[Image point grounding data]
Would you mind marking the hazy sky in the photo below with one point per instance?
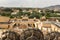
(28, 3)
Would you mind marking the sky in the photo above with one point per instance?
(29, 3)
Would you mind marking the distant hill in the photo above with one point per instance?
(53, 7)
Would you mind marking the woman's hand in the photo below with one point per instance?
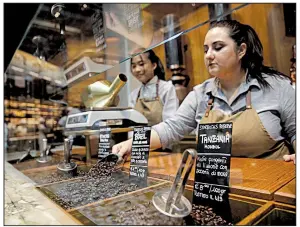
--
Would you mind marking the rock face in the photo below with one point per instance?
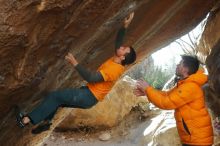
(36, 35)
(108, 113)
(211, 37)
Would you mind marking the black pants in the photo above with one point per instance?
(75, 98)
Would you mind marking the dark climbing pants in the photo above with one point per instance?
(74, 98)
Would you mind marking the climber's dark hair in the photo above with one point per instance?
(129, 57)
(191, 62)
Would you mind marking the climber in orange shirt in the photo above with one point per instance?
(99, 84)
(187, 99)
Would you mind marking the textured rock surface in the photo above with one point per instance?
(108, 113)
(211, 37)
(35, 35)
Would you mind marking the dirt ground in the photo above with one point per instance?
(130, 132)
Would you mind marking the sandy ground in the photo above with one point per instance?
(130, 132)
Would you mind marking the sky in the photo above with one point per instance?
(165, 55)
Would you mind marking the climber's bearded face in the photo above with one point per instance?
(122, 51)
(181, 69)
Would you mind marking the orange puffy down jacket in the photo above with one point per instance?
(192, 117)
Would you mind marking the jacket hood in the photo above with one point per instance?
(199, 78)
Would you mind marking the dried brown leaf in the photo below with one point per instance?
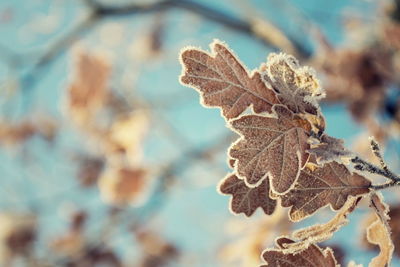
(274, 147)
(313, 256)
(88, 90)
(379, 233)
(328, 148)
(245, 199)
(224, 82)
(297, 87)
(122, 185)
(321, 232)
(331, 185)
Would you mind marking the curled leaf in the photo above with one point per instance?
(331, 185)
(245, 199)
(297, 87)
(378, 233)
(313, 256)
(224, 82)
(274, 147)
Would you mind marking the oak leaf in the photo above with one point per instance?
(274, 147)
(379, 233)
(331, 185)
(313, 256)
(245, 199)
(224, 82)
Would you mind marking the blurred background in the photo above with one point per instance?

[PROBLEM STATEMENT]
In the entries above, find the line with "Would you mind marking the hazy" and the line with "Would you mind marking the woman's". Write out exactly those two lines and every line between them, pictures excluded.

[TASK OUTPUT]
Would you mind marking the hazy sky in the photo below with one point per instance?
(28, 3)
Would you mind marking the sky in the photo above with one point per instance?
(29, 3)
Would you mind marking the distant hill in the photo above with one point per instance?
(53, 7)
Would you mind marking the woman's hand in the photo below with one point per instance?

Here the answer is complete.